Task statement -
Please give the data again in full, precisely as it is written.

▶

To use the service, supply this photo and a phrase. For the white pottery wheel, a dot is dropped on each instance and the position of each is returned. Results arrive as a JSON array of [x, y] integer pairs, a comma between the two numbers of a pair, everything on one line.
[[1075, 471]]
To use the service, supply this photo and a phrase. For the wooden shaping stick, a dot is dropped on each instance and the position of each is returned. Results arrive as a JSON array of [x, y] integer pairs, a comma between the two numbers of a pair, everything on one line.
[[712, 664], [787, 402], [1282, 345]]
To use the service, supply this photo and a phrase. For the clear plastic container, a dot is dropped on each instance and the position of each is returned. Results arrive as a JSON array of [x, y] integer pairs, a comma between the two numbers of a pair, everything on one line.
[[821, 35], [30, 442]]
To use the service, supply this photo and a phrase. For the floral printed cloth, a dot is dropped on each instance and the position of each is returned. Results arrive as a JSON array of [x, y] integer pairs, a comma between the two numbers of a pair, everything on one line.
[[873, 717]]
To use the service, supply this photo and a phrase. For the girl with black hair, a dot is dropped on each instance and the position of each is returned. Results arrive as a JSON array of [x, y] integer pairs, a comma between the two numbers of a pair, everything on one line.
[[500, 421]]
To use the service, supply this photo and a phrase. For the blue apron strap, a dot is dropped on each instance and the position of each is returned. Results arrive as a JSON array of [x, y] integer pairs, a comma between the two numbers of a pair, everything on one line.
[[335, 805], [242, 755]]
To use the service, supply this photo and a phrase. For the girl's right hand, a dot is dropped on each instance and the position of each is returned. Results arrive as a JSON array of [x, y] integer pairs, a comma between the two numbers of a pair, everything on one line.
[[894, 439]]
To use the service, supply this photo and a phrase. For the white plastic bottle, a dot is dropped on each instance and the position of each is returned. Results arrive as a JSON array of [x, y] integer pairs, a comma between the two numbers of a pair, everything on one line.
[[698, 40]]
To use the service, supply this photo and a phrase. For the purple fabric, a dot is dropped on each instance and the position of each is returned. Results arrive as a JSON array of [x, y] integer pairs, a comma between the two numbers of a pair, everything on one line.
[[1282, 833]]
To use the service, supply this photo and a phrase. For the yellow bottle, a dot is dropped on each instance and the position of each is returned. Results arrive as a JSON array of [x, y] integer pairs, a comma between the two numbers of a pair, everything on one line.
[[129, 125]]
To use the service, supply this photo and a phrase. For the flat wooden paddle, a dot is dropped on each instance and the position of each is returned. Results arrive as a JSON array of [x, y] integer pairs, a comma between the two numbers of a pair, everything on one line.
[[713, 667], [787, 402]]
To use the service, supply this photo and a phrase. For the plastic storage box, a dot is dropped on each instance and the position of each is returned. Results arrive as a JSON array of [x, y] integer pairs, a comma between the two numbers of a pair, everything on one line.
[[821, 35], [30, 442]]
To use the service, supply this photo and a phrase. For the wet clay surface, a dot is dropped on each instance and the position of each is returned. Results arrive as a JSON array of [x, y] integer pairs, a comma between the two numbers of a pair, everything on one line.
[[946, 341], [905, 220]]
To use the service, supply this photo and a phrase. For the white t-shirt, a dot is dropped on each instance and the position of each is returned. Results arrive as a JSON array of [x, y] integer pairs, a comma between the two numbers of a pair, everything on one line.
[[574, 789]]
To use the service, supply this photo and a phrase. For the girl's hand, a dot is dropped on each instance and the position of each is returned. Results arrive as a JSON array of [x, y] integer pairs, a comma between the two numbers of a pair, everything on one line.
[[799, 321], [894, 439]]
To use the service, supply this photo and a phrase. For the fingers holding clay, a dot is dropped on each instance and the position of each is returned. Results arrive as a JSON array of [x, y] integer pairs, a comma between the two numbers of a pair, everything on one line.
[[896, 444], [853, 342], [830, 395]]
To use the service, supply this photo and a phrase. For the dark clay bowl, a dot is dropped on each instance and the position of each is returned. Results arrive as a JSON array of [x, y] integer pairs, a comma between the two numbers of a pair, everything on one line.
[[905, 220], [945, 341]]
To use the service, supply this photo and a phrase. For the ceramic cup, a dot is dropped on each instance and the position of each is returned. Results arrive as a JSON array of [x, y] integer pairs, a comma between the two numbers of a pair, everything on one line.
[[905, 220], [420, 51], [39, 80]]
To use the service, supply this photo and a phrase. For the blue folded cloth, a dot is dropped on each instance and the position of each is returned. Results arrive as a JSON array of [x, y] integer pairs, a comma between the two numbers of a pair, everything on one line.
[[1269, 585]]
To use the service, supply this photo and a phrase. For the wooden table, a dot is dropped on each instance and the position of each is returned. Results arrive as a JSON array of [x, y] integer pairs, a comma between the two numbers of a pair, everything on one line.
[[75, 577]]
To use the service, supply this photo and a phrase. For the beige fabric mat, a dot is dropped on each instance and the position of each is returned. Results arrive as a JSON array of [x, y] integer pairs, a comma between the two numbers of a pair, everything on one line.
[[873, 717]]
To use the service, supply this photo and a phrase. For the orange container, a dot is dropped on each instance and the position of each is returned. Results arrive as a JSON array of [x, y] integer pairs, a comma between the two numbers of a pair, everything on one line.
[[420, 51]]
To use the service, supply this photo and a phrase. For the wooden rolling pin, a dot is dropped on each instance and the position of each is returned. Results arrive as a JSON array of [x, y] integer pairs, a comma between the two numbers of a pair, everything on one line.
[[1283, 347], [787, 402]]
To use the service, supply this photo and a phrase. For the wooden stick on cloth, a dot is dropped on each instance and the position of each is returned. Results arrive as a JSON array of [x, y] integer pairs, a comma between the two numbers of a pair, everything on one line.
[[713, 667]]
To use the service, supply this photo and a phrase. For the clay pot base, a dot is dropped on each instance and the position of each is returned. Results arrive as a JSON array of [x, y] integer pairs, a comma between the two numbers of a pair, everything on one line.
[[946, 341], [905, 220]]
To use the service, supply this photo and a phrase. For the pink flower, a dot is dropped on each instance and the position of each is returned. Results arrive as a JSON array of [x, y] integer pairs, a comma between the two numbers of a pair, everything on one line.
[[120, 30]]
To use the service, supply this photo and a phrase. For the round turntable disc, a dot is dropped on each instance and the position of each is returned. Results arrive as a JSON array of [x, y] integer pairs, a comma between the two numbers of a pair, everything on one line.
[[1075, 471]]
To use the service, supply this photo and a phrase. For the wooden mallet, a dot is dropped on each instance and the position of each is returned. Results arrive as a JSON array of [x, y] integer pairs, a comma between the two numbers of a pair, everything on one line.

◀

Answer to this problem -
To use the service, supply this photo and a phrase. For the white pottery wheel, a dot is dropped on each instance and the position of each is returned. Results arrive as a JSON array of [x, y] integer pairs, a comma between the two numbers of a pair, everything on one line.
[[1075, 471]]
To use the service, supply this photo and a phrase. For the wooden shaping stick, a dot is dropped on each instance and the position of each is returned. Results arrive as a JSON array of [x, y] integer pairs, a comma between the two numbers of a pair, everything on one line.
[[712, 664], [787, 402], [1282, 345]]
To use the service, supply this photo and a phrase. For the clear plastic container, a dot is dropped on each instance and the position of each is returned. Results arrive as a JSON array of [x, y] integer pairs, a comma between the two numbers of a pair, everything on one line.
[[821, 35], [30, 442]]
To use the service, supply this photo and a phrase. For the floral printed cloth, a dot is dropped on each instance and the position of each is returned. Results arrive as a JSON array of [x, y] integer pairs, a comma between the two numbers of a pair, everything on one line.
[[873, 717]]
To use the service, supply this photo and a phrase. For the girl with black hair, a dot is dropped on each instance and the position of each is returned. Results arrive as a JSON array of [x, y] integer pairs, a comma between the two numbers of a pair, everything on one line.
[[500, 421]]
To use the service, supply this photo and a phrase. For the blue apron strap, a dot is dropped on each instance and the position of each is returned. Results arrive as a JSON array of [x, y] integer pairs, a comma between the two numbers of a pair, everything on one line.
[[335, 805], [242, 755]]
To use the service, supply this photo and a phrase. For the girl's right hand, a dot is dropped on each instance and the position of each is returned. Results arrive as a JSON array of [x, y] integer pairs, a comma between the two numbers of a pair, everything on one line.
[[894, 439]]
To use the service, supply this photo and a phrase. For the white plastic bottle, a dot is dropped on each instance and the position of each is returned. Results arrive as a JSON array of [x, y] integer pairs, a comma between the two numbers of a pair, everything on one line.
[[698, 40]]
To use the service, supply this photo and a phrase. For the purple fabric, a dot is dropped on each instance and the position of each is returned. Results arrive as a JSON array of [x, y] integer pairs, a comma between the two numbers of a pair, everything on one line.
[[1282, 833]]
To use the service, supply this photo and a phrase. For the yellow bottle, a dot is dropped on each instance and the position of each is returned. Results arrive as a JSON array of [x, y] integer pairs, a comma between the two numbers of a pair, everything on one line.
[[129, 125]]
To use the service, supply this photo and a phrase. For the flat wooden paddle, a dot is dropped on each instance and the position of each is returned. Results arrive as a JSON array of [x, y] integer pairs, a comma between the two numbers of a pair, everything on one line.
[[713, 667], [787, 402]]
To use the service, supply this photo and a phrase. For the plastic storage box, a dot is dropped on each instance and the position of each is returned. Results arrive as a JSON array of [x, y] integer pairs, a comma between the two numbers of a pair, everything on one line.
[[821, 35], [30, 442]]
To use the service, supply this photo and a phrase. For the wet clay surface, a dot is dropped on each instance and the position of each is returned. Results arrive as a JSON array of [x, y] integer pairs, a comma between the two numbers of a pair, everything on one line.
[[946, 341], [905, 220]]
To use the service, supply this photo and a phrase. For the white t-shirt, a dot is dropped on each instance and the position of each is returned. Results arrive as a JSON array of [x, y] integer pairs, a comma between the two numbers of a pair, everything on one line.
[[574, 789]]
To use the service, supply this photo and a phrase. For the girl's hand, a dot is dropped on each instance and the position of each is returned. Results arrive as a JSON array of [x, y] integer pairs, a comma between the two numbers of a pair, everything on one line.
[[799, 321], [894, 439]]
To use the service, supply this photo and a phrase. For the fingers holding clay, a dot is dropped on each instance and the position of each is returned. Results arrive as a JSON array of [x, y] integer pairs, a comma between the two numbers of a pair, everything on one line.
[[896, 444], [853, 342], [830, 395]]
To use the service, supply this photo and a phrase. For the dark clay bowl, a dot is dropped on each instance and the position of each is returned. Results arrive as a JSON array of [x, y] integer pairs, a comma between the two numbers of a pair, everything on one line.
[[905, 220], [945, 341]]
To use the service, supply this photo and a phrase. For the ceramic cup, a dot is dropped on each instance and the position of each is returned. Results arrive as a JSON array of [x, y] integer pairs, a comma between the two numbers of a pair, everything on one line.
[[905, 220], [420, 51], [39, 80]]
To use the service, supply this photo and a phrase. For the blue folded cloth, a dot is dropped on each instance and the position of each is returned. Results arrive as a JSON array of [x, y] integer pairs, a comma between the two numbers of a pair, everything on one line.
[[1269, 585]]
To use the service, supply this photo and a phrase. For the wooden table, a dot is dropped on each instance and the position of each is returned. Results arrive as a JSON array of [x, y] integer pairs, a comma between the two numbers of a pair, everything on one line.
[[75, 577]]
To use the service, supply this photo and a phrase. For the beige fabric mat, a dot is dropped on each instance and the position of each is returned. Results arrive as a JSON array of [x, y] integer pairs, a comma between the two numbers of a pair, everything on one line.
[[873, 717]]
To use the service, supply this photo and a phrase. For the orange container, a dot is dropped on each instance and the position of each is returned. Results arrive as a JSON array of [x, y] integer pairs, a comma between the two numbers of a pair, everything on one line.
[[420, 51]]
To use the service, supply this photo and a phrase. For the wooden rolling pin, a dot is dropped on each instance and the position of each is returned. Results arrive as a JSON array of [x, y] integer pairs, a comma between the two numbers of a pair, everything on one line.
[[1283, 347], [787, 402]]
To use the service, supply this photo and a phrase. For the wooden stick on cloth, a dot is dropped on each instance and the position of each is returned. Results arrive as a JSON array of [x, y] integer pairs, a comma between the two numbers of a pair, everything on one line.
[[713, 667]]
To use the service, supply this photo and a phrase. For the clay pot base, a dot is dropped on each instance and the position of each is returned. Results arrive as a JSON array of [x, y] integer pairs, a comma between the two numbers of a pair, everything on one line.
[[946, 341], [905, 220]]
To use the service, supply this photo and a phrase. For the pink flower, a dot is dropped on each instance and the position of each is returned. Results arrive as a JSON array of [x, y] integer pairs, a comma between the two numbers of a pair, everything on one line.
[[120, 30]]
To use the service, supply this photo and a phrase. For the round turntable disc, a dot is dropped on each instance and the position of each is returned. Results arrive as a JSON array of [x, y] integer pairs, a comma between the two numbers of a pair, everything on one line.
[[1075, 471]]
To use the service, supply this photo and a phrase. For the wooden mallet, a dot is dropped on each instance and the position of each is returned. Results arrive as a JSON array of [x, y] integer pairs, a comma between the two numbers of a pair, everything on one line.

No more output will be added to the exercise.